Datenelemente:
----------

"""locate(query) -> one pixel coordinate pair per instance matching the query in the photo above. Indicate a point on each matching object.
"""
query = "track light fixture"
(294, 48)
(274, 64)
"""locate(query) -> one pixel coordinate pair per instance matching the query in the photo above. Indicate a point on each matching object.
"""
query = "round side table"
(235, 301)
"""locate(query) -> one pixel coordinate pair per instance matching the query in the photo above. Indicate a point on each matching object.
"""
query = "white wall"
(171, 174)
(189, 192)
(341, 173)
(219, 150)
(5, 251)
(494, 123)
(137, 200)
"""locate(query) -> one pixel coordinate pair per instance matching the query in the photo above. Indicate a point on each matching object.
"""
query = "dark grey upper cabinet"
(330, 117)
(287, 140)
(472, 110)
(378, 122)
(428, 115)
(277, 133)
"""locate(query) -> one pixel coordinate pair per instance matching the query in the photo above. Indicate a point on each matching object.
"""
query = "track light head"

----------

→ **Aufgabe**
Gib sämtliche Zeilen oben als nummerierte Liste aus, ohne Leerzeilen.

→ **Erwartete Ausgabe**
1. """locate(query) -> one pixel coordinate pair per instance matching the query in the photo above. Indicate a point on each matching object.
2. """
3. query = "track light fixture"
4. (294, 48)
5. (274, 64)
6. """locate(query) -> one pixel coordinate pair per instance matching the query in the photo above. Indicate a point on each matching object.
7. """
8. query = "round side table"
9. (235, 301)
10. """locate(query) -> one pixel coordinate pair per instance matching the query in the photo above. Indicate a point on each matching object.
11. """
12. query = "white wall"
13. (171, 174)
14. (189, 192)
15. (341, 173)
16. (219, 150)
17. (5, 251)
18. (494, 123)
19. (137, 200)
20. """locate(query) -> one pixel coordinate pair per instance matching the query in the photo above. Indicate a point on each matching object.
21. """
22. query = "dark grey upper cabinet"
23. (330, 117)
24. (287, 140)
25. (472, 110)
26. (378, 122)
27. (428, 115)
28. (277, 133)
29. """locate(query) -> one pixel coordinate pair per instance matching the query in the photo above. Indicate a point on each matching object.
30. """
31. query = "track light head"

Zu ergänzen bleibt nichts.